▸ **Brief**
Starting at the line that contains "task | place a point on the iridescent" and continuing through the line that contains "x=135, y=66", present those lines of the material below as a numbered list with blank lines omitted.

##### Record extracts #####

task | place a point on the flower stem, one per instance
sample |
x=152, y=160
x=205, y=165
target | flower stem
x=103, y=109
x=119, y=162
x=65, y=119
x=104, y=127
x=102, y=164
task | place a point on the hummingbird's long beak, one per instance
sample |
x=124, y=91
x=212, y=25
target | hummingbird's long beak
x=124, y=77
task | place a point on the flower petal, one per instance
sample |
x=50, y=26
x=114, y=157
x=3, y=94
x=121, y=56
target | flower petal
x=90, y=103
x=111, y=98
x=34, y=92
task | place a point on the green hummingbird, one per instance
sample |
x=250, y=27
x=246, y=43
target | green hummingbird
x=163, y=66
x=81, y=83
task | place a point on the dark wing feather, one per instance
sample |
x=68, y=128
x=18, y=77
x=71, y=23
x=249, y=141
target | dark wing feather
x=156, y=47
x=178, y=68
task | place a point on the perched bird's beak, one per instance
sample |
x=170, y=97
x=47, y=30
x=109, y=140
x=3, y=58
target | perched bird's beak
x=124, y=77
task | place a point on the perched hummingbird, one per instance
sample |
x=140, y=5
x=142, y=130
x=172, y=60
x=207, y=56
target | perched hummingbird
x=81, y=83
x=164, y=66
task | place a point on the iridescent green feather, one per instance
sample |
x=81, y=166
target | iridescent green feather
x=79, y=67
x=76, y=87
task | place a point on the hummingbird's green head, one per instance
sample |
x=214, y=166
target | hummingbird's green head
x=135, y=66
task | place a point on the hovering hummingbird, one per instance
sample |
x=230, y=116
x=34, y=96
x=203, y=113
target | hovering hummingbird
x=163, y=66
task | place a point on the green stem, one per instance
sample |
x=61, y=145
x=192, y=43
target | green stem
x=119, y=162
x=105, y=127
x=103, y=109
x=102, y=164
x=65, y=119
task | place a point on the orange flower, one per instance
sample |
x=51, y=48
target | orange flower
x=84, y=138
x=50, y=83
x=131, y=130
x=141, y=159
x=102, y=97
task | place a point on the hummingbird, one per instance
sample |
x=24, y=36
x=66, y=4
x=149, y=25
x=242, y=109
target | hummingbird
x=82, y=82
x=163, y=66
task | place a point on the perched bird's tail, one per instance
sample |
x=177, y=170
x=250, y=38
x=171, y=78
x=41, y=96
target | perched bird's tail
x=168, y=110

#####

▸ **Written answer**
1. task | place a point on the iridescent green feather, one per instance
2. sample |
3. x=81, y=166
4. target | iridescent green feather
5. x=79, y=67
6. x=76, y=87
7. task | place a point on the hummingbird's green head, one per instance
8. sample |
9. x=214, y=166
10. target | hummingbird's green head
11. x=135, y=66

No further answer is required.